> _Written exercise_: Format the records from the line containing "In the scene depicted above, identify where the white cabinetry" up to and including the line containing "left=209, top=306, right=292, bottom=367" as a JSON list of strings, with one string per line and blank lines left out. Include no other lines.

> _Records to process_:
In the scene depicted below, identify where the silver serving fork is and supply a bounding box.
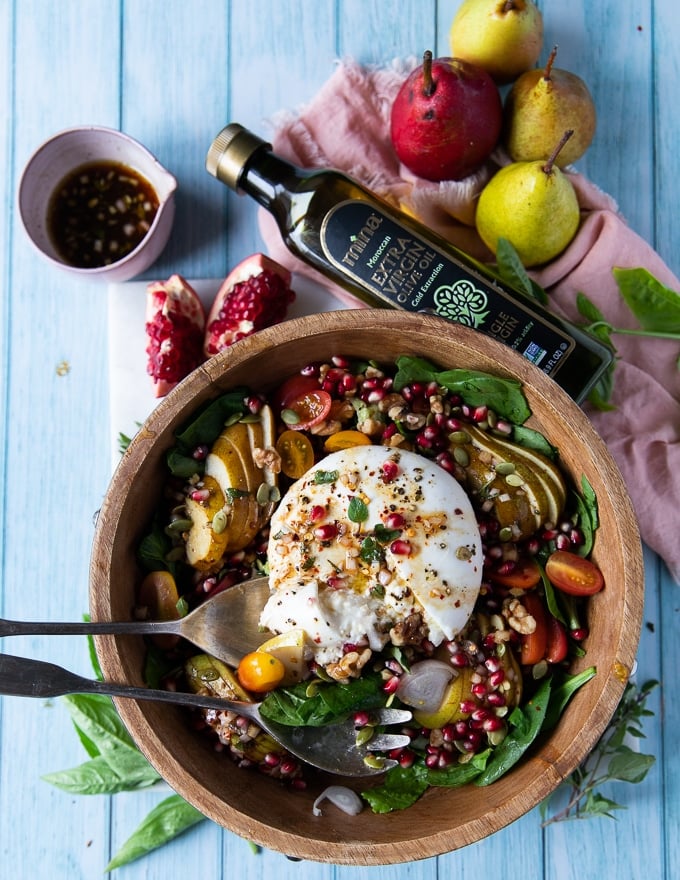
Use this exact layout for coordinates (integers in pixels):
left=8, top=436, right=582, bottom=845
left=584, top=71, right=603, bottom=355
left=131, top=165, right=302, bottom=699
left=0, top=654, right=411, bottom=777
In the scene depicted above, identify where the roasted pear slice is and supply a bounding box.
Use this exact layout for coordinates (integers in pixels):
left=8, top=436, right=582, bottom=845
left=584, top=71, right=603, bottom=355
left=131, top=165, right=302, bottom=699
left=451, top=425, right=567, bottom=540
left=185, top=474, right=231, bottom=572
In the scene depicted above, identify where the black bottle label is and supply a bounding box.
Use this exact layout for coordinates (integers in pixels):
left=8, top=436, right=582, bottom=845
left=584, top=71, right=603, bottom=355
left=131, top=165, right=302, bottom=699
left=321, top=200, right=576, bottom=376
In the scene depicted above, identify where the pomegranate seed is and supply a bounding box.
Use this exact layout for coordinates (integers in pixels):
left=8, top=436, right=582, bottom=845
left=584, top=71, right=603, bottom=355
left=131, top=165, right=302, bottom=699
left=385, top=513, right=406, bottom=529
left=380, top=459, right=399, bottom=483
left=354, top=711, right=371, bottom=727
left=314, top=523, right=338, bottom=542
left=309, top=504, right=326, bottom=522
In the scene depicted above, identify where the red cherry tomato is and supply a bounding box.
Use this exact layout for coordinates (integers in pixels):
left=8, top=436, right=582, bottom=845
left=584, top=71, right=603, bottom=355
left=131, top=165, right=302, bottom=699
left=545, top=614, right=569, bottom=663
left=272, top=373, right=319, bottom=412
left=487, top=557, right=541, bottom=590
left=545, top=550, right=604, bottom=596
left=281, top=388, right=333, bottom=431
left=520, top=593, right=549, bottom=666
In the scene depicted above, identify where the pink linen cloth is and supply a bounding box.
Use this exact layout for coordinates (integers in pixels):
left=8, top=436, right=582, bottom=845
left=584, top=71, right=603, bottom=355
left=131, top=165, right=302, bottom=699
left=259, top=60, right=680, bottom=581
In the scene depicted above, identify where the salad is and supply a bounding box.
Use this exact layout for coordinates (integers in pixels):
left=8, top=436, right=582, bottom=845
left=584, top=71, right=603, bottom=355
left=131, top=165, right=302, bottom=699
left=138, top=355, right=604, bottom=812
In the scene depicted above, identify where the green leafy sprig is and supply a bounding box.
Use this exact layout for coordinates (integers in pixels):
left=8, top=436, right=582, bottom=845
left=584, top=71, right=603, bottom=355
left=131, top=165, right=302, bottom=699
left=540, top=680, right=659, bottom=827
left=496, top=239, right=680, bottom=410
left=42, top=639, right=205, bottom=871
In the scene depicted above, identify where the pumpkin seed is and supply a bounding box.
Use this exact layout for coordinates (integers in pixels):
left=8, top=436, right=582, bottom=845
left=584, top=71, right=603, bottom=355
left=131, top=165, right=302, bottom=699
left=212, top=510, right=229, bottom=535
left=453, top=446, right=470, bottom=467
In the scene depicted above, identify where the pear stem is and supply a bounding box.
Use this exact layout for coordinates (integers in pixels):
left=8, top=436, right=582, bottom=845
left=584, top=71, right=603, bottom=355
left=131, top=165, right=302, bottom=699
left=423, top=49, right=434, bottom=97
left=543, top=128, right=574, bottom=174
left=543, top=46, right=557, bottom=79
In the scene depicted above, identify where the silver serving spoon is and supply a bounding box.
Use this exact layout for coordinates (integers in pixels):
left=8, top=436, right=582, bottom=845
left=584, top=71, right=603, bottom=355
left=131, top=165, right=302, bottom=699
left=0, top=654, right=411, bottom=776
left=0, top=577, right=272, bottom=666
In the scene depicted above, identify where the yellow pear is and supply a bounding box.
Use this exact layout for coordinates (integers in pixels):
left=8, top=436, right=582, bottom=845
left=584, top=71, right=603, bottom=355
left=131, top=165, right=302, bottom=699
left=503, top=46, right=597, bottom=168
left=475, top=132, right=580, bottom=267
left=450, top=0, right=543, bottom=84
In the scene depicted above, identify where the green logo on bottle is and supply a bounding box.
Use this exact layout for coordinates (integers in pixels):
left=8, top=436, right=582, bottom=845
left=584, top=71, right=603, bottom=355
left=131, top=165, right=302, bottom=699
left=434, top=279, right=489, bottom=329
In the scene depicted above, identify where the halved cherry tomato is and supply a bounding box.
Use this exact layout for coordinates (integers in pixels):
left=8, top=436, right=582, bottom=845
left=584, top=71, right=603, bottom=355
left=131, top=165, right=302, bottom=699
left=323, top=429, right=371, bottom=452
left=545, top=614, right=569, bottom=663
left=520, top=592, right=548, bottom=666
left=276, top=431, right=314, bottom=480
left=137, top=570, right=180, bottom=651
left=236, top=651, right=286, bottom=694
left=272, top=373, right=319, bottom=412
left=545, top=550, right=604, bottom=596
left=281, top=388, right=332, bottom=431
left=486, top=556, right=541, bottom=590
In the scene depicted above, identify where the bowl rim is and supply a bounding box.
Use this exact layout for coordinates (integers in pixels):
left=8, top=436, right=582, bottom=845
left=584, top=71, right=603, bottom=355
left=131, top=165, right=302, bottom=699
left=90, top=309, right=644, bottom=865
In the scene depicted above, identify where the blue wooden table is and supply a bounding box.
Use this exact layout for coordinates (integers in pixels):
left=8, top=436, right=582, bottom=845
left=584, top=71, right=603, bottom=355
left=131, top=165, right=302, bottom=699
...
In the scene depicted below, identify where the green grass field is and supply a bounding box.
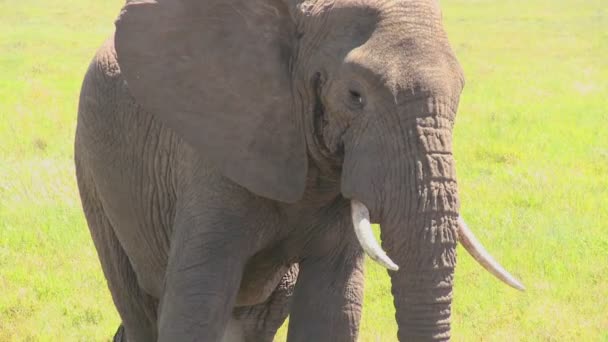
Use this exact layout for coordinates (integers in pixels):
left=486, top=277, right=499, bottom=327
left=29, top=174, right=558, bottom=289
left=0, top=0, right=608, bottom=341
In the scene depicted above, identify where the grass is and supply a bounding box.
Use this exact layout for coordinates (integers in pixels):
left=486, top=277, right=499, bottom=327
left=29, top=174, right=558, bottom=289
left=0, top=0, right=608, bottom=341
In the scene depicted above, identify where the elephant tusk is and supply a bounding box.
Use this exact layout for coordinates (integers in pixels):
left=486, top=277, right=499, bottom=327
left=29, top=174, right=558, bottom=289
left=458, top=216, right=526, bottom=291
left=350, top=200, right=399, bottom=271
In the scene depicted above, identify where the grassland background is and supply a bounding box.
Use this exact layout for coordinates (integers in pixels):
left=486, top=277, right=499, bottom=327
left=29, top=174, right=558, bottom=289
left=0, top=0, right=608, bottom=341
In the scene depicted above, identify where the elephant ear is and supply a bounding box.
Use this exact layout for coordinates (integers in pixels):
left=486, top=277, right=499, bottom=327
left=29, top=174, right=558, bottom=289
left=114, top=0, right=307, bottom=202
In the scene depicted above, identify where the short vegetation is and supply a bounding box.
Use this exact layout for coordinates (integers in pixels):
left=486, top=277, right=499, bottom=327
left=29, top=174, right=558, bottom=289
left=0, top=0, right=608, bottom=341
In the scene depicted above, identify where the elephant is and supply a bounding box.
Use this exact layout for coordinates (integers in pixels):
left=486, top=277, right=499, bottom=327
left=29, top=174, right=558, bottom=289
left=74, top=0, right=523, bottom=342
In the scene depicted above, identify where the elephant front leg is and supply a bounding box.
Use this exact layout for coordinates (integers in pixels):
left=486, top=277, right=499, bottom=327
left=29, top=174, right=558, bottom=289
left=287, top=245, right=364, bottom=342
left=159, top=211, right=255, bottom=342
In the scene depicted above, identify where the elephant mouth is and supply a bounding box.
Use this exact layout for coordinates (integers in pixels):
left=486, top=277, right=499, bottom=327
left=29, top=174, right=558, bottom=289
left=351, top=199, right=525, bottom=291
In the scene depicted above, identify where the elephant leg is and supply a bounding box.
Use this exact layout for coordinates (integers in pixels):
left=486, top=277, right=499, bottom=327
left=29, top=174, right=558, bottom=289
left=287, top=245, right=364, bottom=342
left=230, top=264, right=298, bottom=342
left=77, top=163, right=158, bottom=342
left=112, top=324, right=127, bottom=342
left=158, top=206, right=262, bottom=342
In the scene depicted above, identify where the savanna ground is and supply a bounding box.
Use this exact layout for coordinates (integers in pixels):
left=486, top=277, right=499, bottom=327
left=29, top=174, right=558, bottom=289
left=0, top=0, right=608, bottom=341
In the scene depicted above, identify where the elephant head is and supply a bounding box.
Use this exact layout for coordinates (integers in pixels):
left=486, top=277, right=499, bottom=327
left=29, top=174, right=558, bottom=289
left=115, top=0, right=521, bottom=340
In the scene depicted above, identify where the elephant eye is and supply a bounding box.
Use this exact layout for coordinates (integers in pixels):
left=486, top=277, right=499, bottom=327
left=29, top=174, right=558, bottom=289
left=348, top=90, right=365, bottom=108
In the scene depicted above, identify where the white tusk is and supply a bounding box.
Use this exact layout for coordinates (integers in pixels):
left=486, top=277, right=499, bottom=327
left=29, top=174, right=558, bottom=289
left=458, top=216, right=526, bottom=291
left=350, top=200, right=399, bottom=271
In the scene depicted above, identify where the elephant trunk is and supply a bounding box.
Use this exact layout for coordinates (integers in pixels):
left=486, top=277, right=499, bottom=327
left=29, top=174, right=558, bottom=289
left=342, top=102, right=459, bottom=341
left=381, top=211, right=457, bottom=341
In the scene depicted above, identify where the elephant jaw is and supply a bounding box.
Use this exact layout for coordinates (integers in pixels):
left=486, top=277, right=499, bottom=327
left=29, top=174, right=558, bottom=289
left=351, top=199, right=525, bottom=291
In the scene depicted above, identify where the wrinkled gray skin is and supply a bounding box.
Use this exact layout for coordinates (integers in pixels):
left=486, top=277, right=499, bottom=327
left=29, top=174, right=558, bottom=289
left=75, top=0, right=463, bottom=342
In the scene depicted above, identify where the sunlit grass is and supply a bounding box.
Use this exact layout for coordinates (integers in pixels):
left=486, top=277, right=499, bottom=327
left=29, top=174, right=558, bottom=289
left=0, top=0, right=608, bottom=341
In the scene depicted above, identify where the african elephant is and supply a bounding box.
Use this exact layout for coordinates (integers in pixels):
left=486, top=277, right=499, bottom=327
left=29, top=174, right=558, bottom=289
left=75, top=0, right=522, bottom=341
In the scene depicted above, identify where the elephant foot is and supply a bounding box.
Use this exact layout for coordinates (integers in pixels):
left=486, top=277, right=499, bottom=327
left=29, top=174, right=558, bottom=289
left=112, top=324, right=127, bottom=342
* * *
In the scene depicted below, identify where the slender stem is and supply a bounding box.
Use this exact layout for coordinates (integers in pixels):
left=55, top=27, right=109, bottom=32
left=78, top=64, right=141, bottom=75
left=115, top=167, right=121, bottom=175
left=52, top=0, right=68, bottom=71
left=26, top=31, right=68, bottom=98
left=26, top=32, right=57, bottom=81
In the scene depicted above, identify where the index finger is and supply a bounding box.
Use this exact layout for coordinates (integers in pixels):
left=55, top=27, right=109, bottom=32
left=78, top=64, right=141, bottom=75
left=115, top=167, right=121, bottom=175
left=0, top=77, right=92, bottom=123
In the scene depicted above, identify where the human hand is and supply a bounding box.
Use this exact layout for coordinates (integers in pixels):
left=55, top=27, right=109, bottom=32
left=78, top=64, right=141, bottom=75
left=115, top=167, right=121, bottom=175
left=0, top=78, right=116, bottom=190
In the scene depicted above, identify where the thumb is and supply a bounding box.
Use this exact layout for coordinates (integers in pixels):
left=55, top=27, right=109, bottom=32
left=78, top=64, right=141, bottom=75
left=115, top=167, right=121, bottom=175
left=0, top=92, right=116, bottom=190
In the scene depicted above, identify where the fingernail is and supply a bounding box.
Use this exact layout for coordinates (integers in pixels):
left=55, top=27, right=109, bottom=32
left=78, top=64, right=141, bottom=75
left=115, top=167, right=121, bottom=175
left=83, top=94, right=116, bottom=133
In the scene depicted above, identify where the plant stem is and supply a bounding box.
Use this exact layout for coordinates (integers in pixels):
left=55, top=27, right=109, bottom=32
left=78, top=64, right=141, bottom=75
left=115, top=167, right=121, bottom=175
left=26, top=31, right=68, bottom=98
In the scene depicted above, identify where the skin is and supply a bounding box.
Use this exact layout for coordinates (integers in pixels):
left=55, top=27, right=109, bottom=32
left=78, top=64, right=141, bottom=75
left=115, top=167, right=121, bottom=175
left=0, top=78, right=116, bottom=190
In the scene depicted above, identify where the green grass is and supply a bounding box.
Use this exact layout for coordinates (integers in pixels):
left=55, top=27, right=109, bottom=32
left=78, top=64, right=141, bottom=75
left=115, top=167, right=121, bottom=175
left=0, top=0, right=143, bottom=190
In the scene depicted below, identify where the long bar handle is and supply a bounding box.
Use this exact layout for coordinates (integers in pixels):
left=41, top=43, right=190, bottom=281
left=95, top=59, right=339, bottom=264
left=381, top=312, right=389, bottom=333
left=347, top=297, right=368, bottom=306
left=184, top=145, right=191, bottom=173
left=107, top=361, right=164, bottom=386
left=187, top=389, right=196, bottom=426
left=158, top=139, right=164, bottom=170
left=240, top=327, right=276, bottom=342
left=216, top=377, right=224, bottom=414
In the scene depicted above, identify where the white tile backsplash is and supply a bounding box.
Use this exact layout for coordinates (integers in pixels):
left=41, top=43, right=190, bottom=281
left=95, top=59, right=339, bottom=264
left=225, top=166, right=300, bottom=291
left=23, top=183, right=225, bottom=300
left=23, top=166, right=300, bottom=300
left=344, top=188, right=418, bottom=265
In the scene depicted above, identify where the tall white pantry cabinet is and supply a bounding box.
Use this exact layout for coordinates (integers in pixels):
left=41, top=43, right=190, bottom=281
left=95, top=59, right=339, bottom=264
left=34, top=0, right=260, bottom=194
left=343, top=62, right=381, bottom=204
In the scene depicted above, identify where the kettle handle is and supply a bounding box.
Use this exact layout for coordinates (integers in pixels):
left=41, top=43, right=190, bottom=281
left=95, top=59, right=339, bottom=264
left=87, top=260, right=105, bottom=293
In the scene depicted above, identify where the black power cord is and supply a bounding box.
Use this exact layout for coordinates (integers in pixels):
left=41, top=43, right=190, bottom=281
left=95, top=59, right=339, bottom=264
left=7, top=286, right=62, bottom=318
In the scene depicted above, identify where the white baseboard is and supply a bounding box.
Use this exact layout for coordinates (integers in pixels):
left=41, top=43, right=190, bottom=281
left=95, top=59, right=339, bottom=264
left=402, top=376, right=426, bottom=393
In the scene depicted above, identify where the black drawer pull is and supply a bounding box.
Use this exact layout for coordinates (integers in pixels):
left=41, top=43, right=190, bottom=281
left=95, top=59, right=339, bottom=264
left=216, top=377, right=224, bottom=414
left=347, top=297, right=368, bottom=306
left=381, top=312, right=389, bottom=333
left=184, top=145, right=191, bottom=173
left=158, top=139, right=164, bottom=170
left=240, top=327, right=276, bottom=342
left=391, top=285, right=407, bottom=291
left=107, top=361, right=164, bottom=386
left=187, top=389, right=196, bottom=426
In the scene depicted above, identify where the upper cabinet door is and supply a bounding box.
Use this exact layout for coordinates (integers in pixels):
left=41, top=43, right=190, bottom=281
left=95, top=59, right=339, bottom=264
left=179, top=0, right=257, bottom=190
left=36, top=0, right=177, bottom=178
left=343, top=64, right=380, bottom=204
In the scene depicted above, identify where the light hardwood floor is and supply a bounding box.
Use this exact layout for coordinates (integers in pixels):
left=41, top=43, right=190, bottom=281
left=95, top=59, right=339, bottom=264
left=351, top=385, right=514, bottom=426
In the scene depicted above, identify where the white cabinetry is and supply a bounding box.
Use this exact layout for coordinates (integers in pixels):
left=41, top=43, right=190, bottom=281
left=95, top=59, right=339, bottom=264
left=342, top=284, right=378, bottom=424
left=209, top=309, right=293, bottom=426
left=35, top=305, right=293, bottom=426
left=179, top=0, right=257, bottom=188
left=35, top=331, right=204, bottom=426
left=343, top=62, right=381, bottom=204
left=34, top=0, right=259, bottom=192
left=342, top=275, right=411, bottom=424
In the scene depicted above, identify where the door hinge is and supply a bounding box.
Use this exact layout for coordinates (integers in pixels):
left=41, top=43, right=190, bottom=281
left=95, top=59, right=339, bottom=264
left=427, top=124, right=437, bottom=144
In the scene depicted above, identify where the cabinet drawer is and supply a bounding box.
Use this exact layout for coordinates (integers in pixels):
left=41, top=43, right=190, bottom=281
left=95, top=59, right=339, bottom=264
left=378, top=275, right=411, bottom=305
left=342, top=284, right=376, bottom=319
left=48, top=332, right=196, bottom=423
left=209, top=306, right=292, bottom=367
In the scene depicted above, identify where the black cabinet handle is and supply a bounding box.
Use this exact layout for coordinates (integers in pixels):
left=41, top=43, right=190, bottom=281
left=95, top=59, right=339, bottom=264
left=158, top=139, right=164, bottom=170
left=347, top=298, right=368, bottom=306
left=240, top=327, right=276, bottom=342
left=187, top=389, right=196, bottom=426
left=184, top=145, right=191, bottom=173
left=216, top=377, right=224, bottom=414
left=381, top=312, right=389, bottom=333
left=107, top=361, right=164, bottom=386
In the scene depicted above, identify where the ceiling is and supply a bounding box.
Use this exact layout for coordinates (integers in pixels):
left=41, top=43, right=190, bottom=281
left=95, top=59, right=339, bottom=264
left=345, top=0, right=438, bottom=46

> _Exercise output_:
[
  "In the scene depicted above, identify where the white cabinetry is and supply a bounding box.",
  "Use this exact layout for coordinates (integers in pixels):",
  "left=41, top=43, right=190, bottom=281",
  "left=95, top=59, right=339, bottom=264",
  "left=342, top=284, right=378, bottom=424",
  "left=209, top=309, right=293, bottom=426",
  "left=35, top=305, right=293, bottom=426",
  "left=179, top=0, right=257, bottom=188",
  "left=35, top=331, right=204, bottom=426",
  "left=343, top=62, right=381, bottom=204",
  "left=34, top=0, right=259, bottom=192",
  "left=342, top=275, right=411, bottom=424",
  "In the scene depicted above, identify where the door hinge is and supply a bounding box.",
  "Use this exact layout for coordinates (integers in pixels):",
  "left=41, top=43, right=190, bottom=281",
  "left=95, top=59, right=339, bottom=264",
  "left=427, top=124, right=437, bottom=144",
  "In the scene depicted above, identify where the cabinet drawer is and supply a bounding box.",
  "Use this exact layout for coordinates (integers in pixels):",
  "left=41, top=43, right=190, bottom=281",
  "left=95, top=59, right=339, bottom=264",
  "left=378, top=275, right=411, bottom=305",
  "left=342, top=284, right=376, bottom=319",
  "left=48, top=332, right=196, bottom=423",
  "left=209, top=306, right=292, bottom=367"
]